● **Provided material**
○ ○ ○ ○ ○ ○ ○

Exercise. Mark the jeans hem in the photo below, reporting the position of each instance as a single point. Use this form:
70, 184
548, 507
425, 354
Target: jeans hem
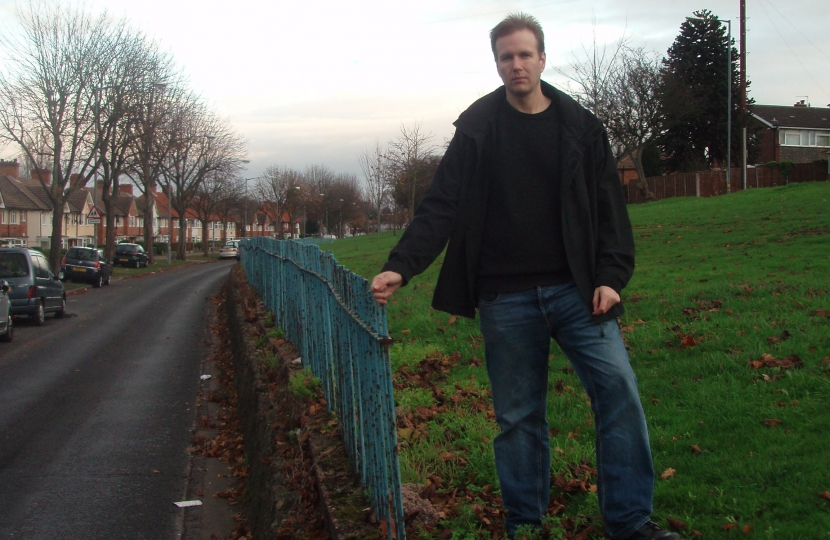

○ ○ ○ ○ ○ ○ ○

● **Requirement**
Reproduce the rows above line for line, without changing any wording or numbers. Omit the picture.

● **Final answer**
Exercise. Mark the jeans hem in the photo below, reporting the position of each instance as a single point. Use this form:
70, 184
548, 507
425, 354
Target: jeans hem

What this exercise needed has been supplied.